▶ _WORK TO BE COMPLETED_: Will you transcribe the entries that follow, exactly and in full?

┌─ RECORDED DATA

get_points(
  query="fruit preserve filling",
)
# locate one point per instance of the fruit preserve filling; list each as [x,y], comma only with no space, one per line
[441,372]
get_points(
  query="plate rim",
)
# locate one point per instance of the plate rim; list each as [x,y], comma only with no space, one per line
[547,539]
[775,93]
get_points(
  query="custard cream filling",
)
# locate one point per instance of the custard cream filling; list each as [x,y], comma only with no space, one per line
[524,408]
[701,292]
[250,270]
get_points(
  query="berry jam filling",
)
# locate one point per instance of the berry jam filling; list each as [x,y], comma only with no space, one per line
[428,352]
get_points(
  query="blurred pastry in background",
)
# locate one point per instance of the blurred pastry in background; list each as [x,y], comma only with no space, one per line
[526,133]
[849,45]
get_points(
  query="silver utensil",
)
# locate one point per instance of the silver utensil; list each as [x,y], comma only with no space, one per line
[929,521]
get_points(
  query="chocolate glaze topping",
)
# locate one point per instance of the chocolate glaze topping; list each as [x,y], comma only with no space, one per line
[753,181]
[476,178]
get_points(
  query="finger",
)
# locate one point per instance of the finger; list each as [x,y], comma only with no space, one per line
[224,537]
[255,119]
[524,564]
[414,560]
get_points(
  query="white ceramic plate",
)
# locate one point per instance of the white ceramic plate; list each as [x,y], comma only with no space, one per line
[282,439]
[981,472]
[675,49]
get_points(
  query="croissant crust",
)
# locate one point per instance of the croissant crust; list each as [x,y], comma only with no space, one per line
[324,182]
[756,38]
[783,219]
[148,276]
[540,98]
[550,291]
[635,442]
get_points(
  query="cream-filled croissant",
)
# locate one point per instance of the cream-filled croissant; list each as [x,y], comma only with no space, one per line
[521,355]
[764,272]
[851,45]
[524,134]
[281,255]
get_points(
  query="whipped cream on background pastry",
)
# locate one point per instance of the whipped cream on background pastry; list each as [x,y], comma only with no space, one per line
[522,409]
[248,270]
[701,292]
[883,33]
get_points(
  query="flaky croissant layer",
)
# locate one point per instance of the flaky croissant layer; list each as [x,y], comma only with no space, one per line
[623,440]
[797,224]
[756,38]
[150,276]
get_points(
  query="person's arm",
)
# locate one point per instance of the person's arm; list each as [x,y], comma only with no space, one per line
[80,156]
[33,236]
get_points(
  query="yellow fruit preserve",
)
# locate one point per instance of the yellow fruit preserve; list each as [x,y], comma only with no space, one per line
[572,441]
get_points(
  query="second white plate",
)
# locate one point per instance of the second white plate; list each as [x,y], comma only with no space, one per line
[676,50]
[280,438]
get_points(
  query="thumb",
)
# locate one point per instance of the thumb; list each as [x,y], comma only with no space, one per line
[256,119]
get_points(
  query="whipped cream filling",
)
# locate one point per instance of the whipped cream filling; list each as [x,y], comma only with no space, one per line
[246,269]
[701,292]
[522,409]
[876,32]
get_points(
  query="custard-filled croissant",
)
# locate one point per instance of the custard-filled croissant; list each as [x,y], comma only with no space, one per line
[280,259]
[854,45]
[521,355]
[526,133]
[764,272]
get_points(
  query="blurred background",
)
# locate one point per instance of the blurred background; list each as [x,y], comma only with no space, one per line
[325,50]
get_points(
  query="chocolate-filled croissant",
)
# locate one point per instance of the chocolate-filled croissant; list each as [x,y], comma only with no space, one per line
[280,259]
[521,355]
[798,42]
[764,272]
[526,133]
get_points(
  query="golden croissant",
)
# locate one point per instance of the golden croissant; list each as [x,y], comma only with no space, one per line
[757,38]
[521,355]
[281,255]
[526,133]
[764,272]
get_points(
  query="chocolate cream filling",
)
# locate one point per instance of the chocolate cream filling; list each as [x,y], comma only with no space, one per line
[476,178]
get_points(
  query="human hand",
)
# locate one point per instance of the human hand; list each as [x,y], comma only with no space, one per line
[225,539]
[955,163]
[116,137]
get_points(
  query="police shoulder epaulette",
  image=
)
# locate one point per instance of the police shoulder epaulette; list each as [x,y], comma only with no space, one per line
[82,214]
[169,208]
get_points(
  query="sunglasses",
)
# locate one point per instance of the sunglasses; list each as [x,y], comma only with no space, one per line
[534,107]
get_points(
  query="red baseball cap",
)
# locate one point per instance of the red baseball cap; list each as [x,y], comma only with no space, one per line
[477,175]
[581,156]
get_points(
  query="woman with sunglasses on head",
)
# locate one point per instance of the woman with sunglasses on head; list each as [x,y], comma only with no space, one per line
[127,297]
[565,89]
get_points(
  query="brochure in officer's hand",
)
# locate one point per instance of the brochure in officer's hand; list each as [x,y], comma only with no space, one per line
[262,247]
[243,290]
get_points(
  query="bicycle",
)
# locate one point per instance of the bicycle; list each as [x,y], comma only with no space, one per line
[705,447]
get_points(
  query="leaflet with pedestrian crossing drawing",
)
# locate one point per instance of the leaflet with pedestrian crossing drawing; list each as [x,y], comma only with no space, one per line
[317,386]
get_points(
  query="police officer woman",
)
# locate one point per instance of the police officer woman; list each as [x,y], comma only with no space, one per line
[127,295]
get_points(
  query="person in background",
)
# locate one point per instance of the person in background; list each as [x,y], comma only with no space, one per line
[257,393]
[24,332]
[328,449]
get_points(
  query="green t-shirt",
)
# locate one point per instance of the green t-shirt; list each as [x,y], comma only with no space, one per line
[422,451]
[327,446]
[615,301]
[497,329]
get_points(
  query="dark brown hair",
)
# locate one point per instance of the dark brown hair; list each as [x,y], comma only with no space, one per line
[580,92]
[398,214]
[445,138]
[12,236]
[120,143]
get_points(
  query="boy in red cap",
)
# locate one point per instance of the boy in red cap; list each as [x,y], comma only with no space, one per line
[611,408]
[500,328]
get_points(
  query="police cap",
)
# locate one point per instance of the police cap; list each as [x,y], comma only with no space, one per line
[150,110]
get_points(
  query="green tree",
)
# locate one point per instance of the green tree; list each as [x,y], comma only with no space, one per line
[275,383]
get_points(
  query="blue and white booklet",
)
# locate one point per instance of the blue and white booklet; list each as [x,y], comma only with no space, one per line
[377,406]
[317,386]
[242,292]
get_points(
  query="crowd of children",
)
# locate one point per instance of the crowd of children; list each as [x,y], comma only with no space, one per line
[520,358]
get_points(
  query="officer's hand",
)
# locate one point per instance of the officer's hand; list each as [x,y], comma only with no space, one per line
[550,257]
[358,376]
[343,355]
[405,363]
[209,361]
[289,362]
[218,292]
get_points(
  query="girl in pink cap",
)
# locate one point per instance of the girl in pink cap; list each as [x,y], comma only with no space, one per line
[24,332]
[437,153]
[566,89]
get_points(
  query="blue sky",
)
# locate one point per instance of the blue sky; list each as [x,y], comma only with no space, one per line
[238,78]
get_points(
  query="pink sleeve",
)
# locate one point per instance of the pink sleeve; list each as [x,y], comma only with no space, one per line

└─

▶ _PROBLEM SOLUTION_:
get_points(
  query="fruit preserve filling",
)
# locate one point per instance of the fruit preserve filling; list each as [x,y], comma only with no space, one per line
[441,372]
get_points(
  query="plate rim",
)
# locate one point per instance of the plate rim; list each as [x,y], comma only with no space, one per line
[547,539]
[775,93]
get_points(
  query="custard cream filling",
)
# locate one point per instance of the custard cream filling; list each as [x,y], comma only with no space, one per line
[524,408]
[701,292]
[250,270]
get_points(
  query="berry jam filling",
)
# locate one point per instance of the berry jam filling; list each as [x,y], comma only with no space, one per line
[428,352]
get_points(
  query="blurred pastry in background",
)
# locate one point per instance of the blurred pastry in background; list each as [x,y], comma only with no space, one per line
[526,133]
[849,45]
get_points(
  query="silver utensil",
)
# locate one point per instance of the silver utensil; list each as [x,y], comma only with no space, one per line
[929,521]
get_points(
  query="chocolate glaze topping",
)
# locate one point per instance of the chocolate glaze topping; list each as [x,y], comma only with no space, one per line
[753,181]
[476,178]
get_points(
  query="finger",
)
# locate one point per instance of the finger; list each as [x,y], comma only with no space, one per line
[224,537]
[255,119]
[524,564]
[414,560]
get_points(
  query="white ceramic plate",
)
# locate one point per instance of the white ceramic plate; list each as [x,y], comma only with no space, one per line
[282,439]
[981,472]
[675,49]
get_points(
  query="croissant crust",
)
# locate one point per instance of the croissant crust; list each as [x,y], comma only with no space, one per line
[324,182]
[756,38]
[783,219]
[148,276]
[540,98]
[550,291]
[635,442]
get_points(
  query="cream-filled croissant",
)
# locate one point per instance of the cream-filled croissant; list each as [x,y], comma only with no space, one per line
[521,355]
[764,272]
[851,45]
[524,134]
[281,255]
get_points(
  query="whipped cream on background pastry",
)
# locate one point per instance of the whipped cream on background pastry; list each as [x,y], comma only with no space, one per line
[522,409]
[248,270]
[701,292]
[883,33]
get_points(
  query="flaky croissant layer",
)
# locate one point per instance of the flaky croissant layer; list each as [x,y], comma only with no space, one per line
[623,440]
[797,224]
[756,38]
[150,276]
get_points(
  query="person's arm",
)
# locate one point per instance of the person's arm; list each as [x,y], comma only with no space, one per line
[80,156]
[33,236]
get_points(
  query="yellow fruit preserve",
)
# locate one point per instance of the yellow fruit preserve; list each as [x,y], comma only with no space, one per line
[572,441]
get_points(
  query="second white plate",
)
# locate one point per instance of the second white plate; list each as [x,y], comma only with no space, one per line
[676,50]
[280,438]
get_points(
  query="thumb",
)
# locate one point per instance of the thumb; list each as [x,y], comma only with no space, one per line
[256,119]
get_points(
  query="whipped cream filling",
)
# locate one point per instance of the whipped cream filling; list each as [x,y], comma only with no space, one per line
[246,269]
[701,292]
[522,409]
[876,32]
get_points(
  query="custard-filled croissant",
)
# locate one point per instance of the custard-filled croissant; list each as [x,y], comma only with no space, one per line
[280,259]
[854,45]
[521,355]
[526,133]
[764,272]
get_points(
  query="blurred background",
)
# locate one point per instance of the blurred background; list each as [x,y], comma only with no space, one per line
[325,50]
get_points(
  query="chocolate-filled croissant",
)
# locate one point per instance of the chocolate-filled croissant; list each as [x,y], comma only with no space, one per line
[280,259]
[521,355]
[798,42]
[764,272]
[526,133]
get_points(
  query="golden croissant",
)
# locate one point per instance of the golden croissant; list each as [x,y], comma only with no space, one per line
[757,38]
[521,355]
[281,255]
[526,133]
[764,272]
get_points(
  query="chocolate cream filling",
)
# locate one point per instance of the chocolate cream filling; list each as [x,y], comma only with no space, one per line
[476,178]
get_points(
  query="human hand",
)
# locate one point per instance of the human hand; list each as [x,y], comma only with no space, one per line
[225,539]
[955,163]
[116,137]
get_points(
  query="police shoulder epaulette",
  image=
)
# locate one point per instance of the police shoulder epaulette; list each as [x,y], comma only with no space, one per line
[82,214]
[169,208]
get_points(
  query="sunglasses",
)
# locate one point per instance of the sunglasses; list each as [x,y], comma only with no space, one per line
[534,107]
get_points(
  query="red baseball cap",
)
# locate one point per instance of the red baseball cap; list each as [x,y], comma only with no space, one per line
[477,175]
[581,156]
get_points(
  query="woman with sunglasses on head",
)
# locate one point per instance of the woman with sunglasses on head; list each as [x,y], comma only with no space, one per line
[127,297]
[565,89]
get_points(
  query="brochure in officer's hand",
)
# locate one point per instance of the brochure in officer's hand; list each as [x,y], comma only with no space, one per line
[262,247]
[243,290]
get_points(
  query="bicycle",
)
# locate one point per instance of the bicycle; list each as [x,y], comma only with no space, one per line
[705,447]
get_points(
  query="leaflet with pedestrian crossing drawing",
)
# locate one point per instance of the leaflet with pedestrian crossing drawing; list each as [x,y], comma only with no space, one per line
[317,386]
get_points(
  query="police officer woman",
)
# locate one point per instance of the police officer woman; list each as [x,y], comma only with no space, one per line
[127,295]
get_points(
  query="person in background",
)
# locate one point per instance of the person in background; list each as [x,y], comma only with no space, one per line
[257,393]
[24,332]
[328,449]
get_points(
  query="green t-shirt",
)
# locate one point per instance of the green t-shirt; list each as [x,y], comma only with no space, one per line
[422,451]
[327,446]
[615,301]
[497,329]
get_points(
  query="dark brown hair",
)
# locate one point per instance of the dark brown hair; list each as [x,y], comma only with no space, one per line
[580,92]
[398,214]
[445,138]
[12,236]
[120,143]
get_points(
  query="boy in red cap",
)
# locate one point per instance of the boy in red cap; list each as [x,y], comma only with no space, one per line
[611,408]
[500,328]
get_points(
  query="police cap",
)
# locate one point per instance of the police cap; list each as [x,y], comma only with no space, one per line
[150,110]
get_points(
  query="green tree",
)
# locate one point per instance of the green tree; list each as [x,y], comma only with no space, one per line
[275,383]
get_points(
  query="blue and white booklet",
)
# locate one point per instance of the blue and white booklet; list each as [x,y], comma only with no space, one per line
[377,406]
[317,386]
[242,292]
get_points(
  query="crowd of children",
)
# locate one point per instance of the crowd of children; list each as [x,y], comma only with no space, one per line
[520,358]
get_points(
  query="officer's hand",
)
# locate one point per instance of the officer's hand; list each as [x,y], comma only with no space, one per line
[550,257]
[358,376]
[343,355]
[405,363]
[209,361]
[289,362]
[218,292]
get_points(
  query="girl in pink cap",
)
# locate one point per instance of the girl in pink cap; list each as [x,y], comma only with no space, one per line
[24,332]
[437,153]
[566,89]
get_points(
  query="blue sky",
)
# locate one point per instance of the blue sky; list each as [x,y], comma only with no space, one per line
[238,78]
get_points(
  query="pink sleeve",
)
# locate one point per instance of the pink sleeve; list each as [x,y], comma only with no space, one per line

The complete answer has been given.